What the exercise asks>
Gather every line in the entries below that contains the string "white" and list them.

(Source entries)
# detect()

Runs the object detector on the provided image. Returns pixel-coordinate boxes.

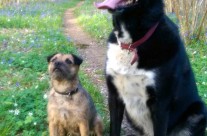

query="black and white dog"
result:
[96,0,206,136]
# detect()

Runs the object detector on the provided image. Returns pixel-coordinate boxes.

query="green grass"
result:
[0,0,108,136]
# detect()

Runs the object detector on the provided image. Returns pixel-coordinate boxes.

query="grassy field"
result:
[0,0,107,136]
[76,0,207,103]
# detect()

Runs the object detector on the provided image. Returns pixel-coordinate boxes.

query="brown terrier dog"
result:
[47,54,103,136]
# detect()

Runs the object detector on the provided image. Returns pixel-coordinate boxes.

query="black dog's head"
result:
[47,53,82,81]
[96,0,164,44]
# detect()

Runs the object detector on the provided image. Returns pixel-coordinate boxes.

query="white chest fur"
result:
[106,43,155,136]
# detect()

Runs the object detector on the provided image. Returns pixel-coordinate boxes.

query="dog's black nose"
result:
[55,61,61,67]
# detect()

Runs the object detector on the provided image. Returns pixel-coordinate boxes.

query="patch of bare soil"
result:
[64,3,137,136]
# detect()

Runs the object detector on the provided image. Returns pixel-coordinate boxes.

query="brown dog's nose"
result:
[55,61,61,67]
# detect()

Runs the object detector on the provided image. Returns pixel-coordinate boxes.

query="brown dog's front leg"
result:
[79,121,89,136]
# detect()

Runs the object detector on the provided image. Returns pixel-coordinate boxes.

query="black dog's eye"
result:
[65,59,72,64]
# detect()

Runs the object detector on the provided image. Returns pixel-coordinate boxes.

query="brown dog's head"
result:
[47,53,82,80]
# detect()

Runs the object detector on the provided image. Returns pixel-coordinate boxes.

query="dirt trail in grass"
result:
[64,2,134,136]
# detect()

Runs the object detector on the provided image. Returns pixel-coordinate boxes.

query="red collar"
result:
[121,22,159,65]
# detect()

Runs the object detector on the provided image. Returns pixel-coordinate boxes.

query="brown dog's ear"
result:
[71,54,83,65]
[47,53,57,62]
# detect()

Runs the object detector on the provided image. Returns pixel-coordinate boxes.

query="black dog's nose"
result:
[55,61,61,67]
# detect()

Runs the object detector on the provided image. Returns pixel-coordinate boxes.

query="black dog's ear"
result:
[71,54,83,65]
[47,53,57,62]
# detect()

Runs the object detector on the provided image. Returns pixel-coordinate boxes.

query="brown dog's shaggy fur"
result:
[48,54,103,136]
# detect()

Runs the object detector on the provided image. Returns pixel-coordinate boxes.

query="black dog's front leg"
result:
[151,98,169,136]
[107,77,124,136]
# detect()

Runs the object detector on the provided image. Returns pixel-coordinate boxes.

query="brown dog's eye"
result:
[65,59,72,64]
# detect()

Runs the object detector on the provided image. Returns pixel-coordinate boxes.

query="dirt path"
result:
[64,3,107,96]
[64,3,135,136]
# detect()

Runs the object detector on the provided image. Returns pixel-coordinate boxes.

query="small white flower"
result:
[9,110,14,113]
[14,109,20,115]
[14,102,18,107]
[33,122,37,126]
[28,112,33,116]
[43,94,47,99]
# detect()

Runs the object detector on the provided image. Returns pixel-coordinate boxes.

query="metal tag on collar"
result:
[128,44,133,54]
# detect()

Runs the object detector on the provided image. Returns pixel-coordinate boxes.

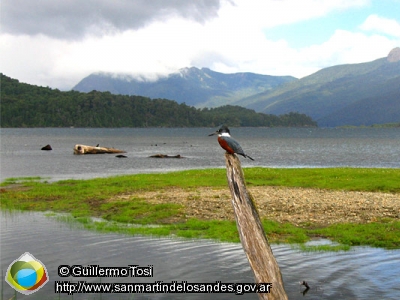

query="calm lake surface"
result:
[0,128,400,180]
[0,128,400,299]
[1,212,400,300]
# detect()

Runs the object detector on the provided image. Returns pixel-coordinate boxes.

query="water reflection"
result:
[1,212,400,299]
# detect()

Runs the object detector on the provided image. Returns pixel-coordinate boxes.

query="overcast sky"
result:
[0,0,400,90]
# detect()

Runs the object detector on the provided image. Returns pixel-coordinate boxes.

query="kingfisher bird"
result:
[208,125,254,160]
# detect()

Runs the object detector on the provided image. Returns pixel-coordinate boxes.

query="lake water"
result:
[1,212,400,300]
[0,128,400,180]
[0,128,400,299]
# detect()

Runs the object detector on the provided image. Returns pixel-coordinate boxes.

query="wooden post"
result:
[225,153,288,300]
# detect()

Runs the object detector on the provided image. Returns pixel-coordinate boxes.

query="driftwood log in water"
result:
[40,144,53,151]
[149,154,183,158]
[225,153,288,300]
[74,144,126,154]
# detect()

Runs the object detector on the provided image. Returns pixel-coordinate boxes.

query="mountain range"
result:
[73,48,400,127]
[73,67,296,107]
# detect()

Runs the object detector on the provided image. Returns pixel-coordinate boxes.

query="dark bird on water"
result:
[209,125,254,160]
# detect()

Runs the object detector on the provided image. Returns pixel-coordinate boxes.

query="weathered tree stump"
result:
[225,153,288,300]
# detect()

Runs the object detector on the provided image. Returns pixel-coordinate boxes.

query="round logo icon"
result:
[5,252,49,295]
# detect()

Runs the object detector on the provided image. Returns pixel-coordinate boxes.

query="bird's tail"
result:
[244,154,254,160]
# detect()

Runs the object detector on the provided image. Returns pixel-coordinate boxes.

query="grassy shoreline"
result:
[1,168,400,250]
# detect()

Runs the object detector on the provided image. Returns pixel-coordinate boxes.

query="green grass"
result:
[0,168,400,251]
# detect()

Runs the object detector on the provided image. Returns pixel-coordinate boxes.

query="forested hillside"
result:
[1,74,316,127]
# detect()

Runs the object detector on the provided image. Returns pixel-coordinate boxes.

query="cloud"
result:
[360,15,400,37]
[0,0,400,89]
[1,0,220,39]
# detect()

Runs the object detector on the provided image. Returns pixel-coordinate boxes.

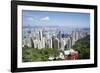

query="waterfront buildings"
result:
[22,27,87,51]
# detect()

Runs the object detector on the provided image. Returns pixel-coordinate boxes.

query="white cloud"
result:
[41,16,50,21]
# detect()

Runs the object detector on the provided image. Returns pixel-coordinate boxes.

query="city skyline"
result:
[22,10,90,29]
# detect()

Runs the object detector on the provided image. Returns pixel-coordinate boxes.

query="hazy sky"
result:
[22,10,90,28]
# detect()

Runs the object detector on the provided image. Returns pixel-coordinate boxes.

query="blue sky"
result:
[22,10,90,28]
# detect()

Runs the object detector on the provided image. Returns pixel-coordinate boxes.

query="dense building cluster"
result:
[23,28,88,51]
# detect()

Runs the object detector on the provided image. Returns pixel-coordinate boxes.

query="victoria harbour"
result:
[22,10,90,62]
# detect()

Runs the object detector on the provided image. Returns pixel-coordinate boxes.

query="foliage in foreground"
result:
[73,35,90,59]
[22,47,59,62]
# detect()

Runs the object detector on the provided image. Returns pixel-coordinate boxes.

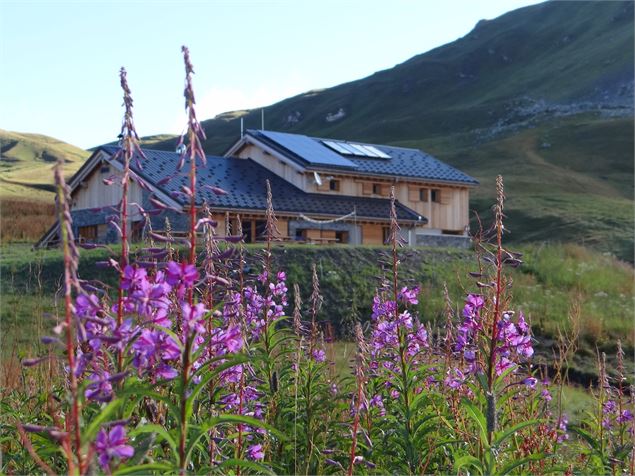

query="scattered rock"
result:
[325,107,346,122]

Completed task>
query="black and white dog"
query="white chest fur"
query="small white flower"
query="white cloud"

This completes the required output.